§ **EXERCISE REQUIREMENTS**
Where does the word "detect" occur in the data below? Copy each line that holds it.

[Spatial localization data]
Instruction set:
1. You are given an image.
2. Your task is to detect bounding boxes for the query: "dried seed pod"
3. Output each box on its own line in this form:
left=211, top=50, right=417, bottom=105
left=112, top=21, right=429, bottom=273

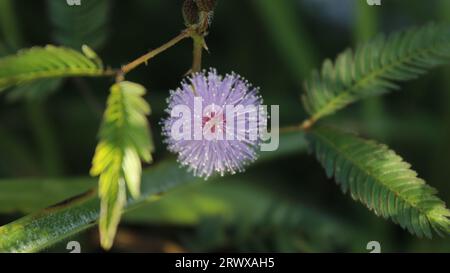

--

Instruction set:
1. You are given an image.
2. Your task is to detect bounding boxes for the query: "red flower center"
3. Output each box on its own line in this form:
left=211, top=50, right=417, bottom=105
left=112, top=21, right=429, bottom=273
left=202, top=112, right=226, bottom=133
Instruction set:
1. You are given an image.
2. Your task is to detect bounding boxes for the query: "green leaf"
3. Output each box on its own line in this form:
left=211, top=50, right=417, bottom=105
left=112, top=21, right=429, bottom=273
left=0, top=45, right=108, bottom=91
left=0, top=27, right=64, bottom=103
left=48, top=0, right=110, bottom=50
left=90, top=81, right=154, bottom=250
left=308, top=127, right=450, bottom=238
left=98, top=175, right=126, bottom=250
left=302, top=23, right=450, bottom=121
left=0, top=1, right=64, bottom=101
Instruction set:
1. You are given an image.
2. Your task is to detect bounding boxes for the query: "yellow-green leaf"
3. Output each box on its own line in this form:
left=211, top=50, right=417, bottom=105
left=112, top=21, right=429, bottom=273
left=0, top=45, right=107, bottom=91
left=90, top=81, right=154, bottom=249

§ **WRITTEN ANSWER**
2. Your task is to detect bounding boxes for the query: "dried seed pod"
2. Your task is to detect bounding boxes for the query: "red flower center"
2. Your task is to detect bounding boxes for the query: "green leaf"
2. Your task is to detect bounding boxes for the query: "yellow-green leaf"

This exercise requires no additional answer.